**Goal of the exercise**
In the mailing-list thread about multiple IB ports, what throughput does the original poster want to reach on one client node?

**Selected excerpt**
****************
Sebastien Piechurski

2011-Mar-21 09:18 UTC

head link

[Lustre-discuss] Multiple IB ports

Hi Brian,
 >From my understanding, but confirmation from more skilled people on thelist would be welcomed, using multiple IB ports with a lustre client
will be difficult to manage, and will probably not bring any performance
improvements.
I was told by a colleague that there were currently too many internal
locks in the clients to sustain a big throughput. Lustre is designed for
global throughput on many clients, but not on individual clients.
I can observe this on my site, where I have enough storage and servers
to reach 21GB/s globally, but am unable to get more than 300MB/s on a
single client even though the DDR IB network would sustain +800MB/s ...


________________________________

	From: lustre-discuss-bounces at lists.lustre.org
[mailto:lustre-discuss-bounces at lists.lustre.org] On Behalf Of Brian
O''Connor
	Sent: lundi 21 mars 2011 04:53
	To: lustre-discuss at lists.lustre.org
	Subject: [Lustre-discuss] Multiple IB ports
	
	

	Hi,

	    Any body actually using multiple IB ports on a client for an
aggregated connection?

	 

	Ie. Many oss with one qdr IB each. Clients with 4 qdr IB ports.
Assuming the normal

	issues with bus bandwidth etc, what sort of perf can I expect 

	 

	qdr ~ 3-4Gbytes/Sec

	 

	I''m trying to size a cluster and clients to get ~10GBytes/Sec on
*one* 

	client node. 

	 

	If I can aggregate IB linearly the next step will be to try and
figure out

	How to get 10Gigabytes/s to local storage :-(

	 

	 

	Some times customers are crazy.......

	 

	 

	 

	Brian O''Connor

	 

	-------------------------------------------------

	 

	SGI Consulting

	 

	Email: briano at sgi.com <mailto:briano at sgi.com> , Mobile +61 417
746 452

	 

	Phone: +61 3 9963 1900, Fax: +61 3 9963 1902

	 

	357 Camberwell Road, Camberwell, Victoria, 3124 

	 

	AUSTRALIA http://www.sgi.com/support/services
<http://www.sgi.com/support/services> 

	 

	-------------------------------------------------

	 

-------------- next part --------------
An HTML attachment was scrubbed...
URL:
http://lists.lustre.org/pipermail/lustre-discuss/attachments/20110321/65afa9ba/attachment-0001.html

Andreas Dilger

2011-Mar-21 11:37 UTC

head link

[Lustre-discuss] Multiple IB ports

On 2011-03-21, at 10:18 AM, Sebastien Piechurski wrote: > From my understanding, but confirmation from more skilled people on the
list would be welcomed, using multiple IB ports with a lustre client will be
difficult to manage, and will probably not bring any performance improvements.
> I was told by a colleague that there were currently too many internal locks
in the clients to sustain a big throughput. Lustre is designed for global
throughput on many clients, but not on individual clients.
> I can observe this on my site, where I have enough storage and servers to
reach 21GB/s globally, but am unable to get more than 300MB/s on a single client
even though the DDR IB network would sustain +800MB/s ...
****************
**Raw data**
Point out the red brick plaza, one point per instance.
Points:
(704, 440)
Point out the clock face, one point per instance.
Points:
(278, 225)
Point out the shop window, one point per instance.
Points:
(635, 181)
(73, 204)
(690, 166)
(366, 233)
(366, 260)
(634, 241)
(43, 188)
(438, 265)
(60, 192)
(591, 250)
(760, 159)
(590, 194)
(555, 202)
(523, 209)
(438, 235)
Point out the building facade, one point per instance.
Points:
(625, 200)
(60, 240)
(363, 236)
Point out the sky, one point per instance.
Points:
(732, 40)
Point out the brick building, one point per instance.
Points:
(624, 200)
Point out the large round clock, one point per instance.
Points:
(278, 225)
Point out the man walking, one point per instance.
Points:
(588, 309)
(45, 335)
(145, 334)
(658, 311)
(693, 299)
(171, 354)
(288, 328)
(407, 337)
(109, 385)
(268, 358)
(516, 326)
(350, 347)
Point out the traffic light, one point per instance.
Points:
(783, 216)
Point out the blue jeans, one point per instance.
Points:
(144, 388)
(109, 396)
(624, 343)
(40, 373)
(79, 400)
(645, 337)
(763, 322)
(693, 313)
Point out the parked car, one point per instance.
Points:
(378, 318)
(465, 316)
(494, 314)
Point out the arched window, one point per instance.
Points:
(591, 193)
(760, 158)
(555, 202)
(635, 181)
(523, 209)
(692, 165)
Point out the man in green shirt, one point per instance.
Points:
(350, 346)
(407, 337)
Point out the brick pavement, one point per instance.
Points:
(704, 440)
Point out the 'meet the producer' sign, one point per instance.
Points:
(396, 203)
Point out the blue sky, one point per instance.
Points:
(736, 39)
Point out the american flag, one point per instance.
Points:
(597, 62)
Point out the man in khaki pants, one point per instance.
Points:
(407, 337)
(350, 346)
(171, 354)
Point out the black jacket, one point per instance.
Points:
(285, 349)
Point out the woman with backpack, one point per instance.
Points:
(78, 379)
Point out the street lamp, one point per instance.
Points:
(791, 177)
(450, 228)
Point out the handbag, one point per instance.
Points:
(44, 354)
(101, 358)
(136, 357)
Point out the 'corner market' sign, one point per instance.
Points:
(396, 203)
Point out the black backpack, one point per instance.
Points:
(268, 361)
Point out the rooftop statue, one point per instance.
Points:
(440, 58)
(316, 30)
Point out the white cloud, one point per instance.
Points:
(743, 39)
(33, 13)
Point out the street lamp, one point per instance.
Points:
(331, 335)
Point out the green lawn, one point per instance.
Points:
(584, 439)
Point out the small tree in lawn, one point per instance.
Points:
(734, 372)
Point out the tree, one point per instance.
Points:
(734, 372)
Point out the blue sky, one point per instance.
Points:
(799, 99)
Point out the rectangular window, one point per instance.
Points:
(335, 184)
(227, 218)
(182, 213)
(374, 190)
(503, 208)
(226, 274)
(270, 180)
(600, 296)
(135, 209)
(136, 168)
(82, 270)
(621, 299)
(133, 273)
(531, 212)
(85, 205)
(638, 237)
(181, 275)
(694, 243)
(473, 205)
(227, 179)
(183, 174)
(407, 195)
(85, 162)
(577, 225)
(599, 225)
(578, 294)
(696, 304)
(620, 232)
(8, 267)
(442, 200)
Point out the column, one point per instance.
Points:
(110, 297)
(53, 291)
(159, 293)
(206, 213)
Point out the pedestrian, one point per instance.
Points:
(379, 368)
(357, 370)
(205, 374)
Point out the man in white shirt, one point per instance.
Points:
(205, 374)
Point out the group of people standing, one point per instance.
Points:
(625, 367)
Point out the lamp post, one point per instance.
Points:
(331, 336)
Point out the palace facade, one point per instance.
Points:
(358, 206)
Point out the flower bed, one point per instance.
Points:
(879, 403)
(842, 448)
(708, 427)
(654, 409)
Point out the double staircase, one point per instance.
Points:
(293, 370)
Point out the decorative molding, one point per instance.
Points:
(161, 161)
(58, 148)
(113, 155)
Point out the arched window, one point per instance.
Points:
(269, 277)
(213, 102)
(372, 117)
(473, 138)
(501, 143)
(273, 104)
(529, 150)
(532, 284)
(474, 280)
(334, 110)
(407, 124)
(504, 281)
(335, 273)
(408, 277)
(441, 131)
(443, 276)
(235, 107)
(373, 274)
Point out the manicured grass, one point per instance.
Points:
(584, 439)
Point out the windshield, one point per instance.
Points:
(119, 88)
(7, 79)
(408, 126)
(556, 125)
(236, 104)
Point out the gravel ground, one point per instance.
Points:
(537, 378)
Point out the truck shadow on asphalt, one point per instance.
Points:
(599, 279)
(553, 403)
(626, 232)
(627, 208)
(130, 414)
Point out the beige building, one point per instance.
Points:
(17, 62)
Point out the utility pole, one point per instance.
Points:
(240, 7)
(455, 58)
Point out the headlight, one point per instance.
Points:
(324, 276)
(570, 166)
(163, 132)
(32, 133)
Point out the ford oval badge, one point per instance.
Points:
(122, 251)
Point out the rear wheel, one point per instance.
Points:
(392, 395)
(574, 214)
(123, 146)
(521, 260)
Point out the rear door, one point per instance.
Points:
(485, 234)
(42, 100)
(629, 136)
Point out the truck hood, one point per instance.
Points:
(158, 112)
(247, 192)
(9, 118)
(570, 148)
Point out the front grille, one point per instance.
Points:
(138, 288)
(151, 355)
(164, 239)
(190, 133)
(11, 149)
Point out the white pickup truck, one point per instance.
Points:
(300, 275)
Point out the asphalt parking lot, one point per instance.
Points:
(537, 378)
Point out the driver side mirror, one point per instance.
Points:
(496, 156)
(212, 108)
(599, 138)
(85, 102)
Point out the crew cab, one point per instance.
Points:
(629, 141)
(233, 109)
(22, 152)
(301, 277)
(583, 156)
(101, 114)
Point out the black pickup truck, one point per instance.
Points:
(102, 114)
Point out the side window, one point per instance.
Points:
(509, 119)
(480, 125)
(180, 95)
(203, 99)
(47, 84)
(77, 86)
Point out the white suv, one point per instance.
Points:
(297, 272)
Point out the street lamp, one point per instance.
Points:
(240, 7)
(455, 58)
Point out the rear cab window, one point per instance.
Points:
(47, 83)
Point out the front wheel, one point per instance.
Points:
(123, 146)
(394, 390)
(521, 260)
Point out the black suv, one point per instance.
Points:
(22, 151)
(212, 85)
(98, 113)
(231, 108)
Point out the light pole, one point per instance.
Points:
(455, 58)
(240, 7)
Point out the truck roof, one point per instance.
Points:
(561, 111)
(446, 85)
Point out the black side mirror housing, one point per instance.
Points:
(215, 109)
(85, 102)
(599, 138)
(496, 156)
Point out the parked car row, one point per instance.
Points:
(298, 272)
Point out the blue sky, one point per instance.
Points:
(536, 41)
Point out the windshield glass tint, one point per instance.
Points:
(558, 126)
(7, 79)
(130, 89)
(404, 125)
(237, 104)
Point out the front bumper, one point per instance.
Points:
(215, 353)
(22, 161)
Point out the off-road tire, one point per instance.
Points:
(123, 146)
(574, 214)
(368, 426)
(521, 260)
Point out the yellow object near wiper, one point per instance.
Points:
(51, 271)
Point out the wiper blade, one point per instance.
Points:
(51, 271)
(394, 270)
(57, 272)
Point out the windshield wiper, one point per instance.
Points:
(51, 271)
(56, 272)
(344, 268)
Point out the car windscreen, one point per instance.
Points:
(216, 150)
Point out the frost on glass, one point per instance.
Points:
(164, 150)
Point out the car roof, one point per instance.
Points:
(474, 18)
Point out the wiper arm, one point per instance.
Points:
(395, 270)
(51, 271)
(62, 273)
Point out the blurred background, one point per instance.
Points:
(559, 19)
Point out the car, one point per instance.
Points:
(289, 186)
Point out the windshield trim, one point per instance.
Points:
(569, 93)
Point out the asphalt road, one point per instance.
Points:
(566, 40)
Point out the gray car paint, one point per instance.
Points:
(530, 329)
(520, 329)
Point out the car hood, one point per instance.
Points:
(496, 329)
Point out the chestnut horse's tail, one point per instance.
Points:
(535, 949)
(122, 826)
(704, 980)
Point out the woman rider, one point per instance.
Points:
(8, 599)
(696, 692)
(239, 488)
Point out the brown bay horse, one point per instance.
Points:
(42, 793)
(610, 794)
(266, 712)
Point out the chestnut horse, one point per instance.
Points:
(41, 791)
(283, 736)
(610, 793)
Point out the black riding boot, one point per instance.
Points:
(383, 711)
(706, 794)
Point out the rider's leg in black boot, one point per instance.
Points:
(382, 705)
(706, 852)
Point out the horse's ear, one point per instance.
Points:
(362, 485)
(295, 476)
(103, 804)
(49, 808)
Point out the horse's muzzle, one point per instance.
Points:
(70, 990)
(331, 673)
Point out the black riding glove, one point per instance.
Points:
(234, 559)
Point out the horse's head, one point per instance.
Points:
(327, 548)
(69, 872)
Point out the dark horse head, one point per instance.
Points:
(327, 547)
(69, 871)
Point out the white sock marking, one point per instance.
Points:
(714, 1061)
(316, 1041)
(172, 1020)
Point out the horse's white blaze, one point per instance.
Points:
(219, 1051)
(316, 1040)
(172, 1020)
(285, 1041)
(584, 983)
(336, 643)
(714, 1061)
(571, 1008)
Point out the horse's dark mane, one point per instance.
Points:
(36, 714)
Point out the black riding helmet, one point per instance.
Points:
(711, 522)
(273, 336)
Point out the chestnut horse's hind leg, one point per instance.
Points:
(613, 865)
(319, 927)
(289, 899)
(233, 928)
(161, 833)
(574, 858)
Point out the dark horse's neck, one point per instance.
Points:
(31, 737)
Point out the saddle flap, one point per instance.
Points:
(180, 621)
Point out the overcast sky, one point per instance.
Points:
****************
**Finished task**
About 10 gigabytes per second.